=== Entries provided ===
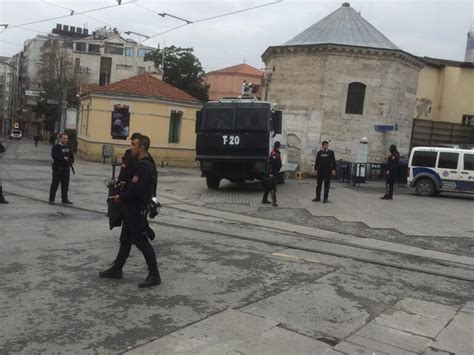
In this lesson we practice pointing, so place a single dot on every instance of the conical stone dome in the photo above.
(345, 27)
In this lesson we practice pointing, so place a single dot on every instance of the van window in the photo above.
(448, 160)
(427, 159)
(468, 161)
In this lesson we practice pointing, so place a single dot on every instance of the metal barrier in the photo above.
(350, 172)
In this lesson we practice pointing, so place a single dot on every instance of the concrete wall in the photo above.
(146, 116)
(310, 86)
(296, 87)
(230, 85)
(389, 100)
(445, 93)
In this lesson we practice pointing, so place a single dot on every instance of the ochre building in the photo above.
(110, 114)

=== Challenge ===
Put every line of the records above into a numbered list, skipping any blank lines. Leave the pictures out of your answer.

=== The result ===
1. In this lesson we practice pointing, so place a single dot on every instance of the conical stone dome in the photo above.
2. (345, 27)
3. In this lesson we practice pointing, so place a single dot on every instance of the van window in the photo above.
4. (448, 160)
5. (427, 159)
6. (468, 161)
7. In this lesson we practice pointing, so place a single dot on every instance of the metal barrier in the photo above.
8. (350, 172)
9. In this lesson we practice pointing, so place a single dot on every instance of the concrete wall in the photo above.
10. (146, 116)
11. (310, 86)
12. (296, 87)
13. (230, 85)
14. (389, 100)
15. (445, 93)
16. In this lesson we practice pointing, so place a single dot on every instance of the ochre building in the photo above.
17. (110, 114)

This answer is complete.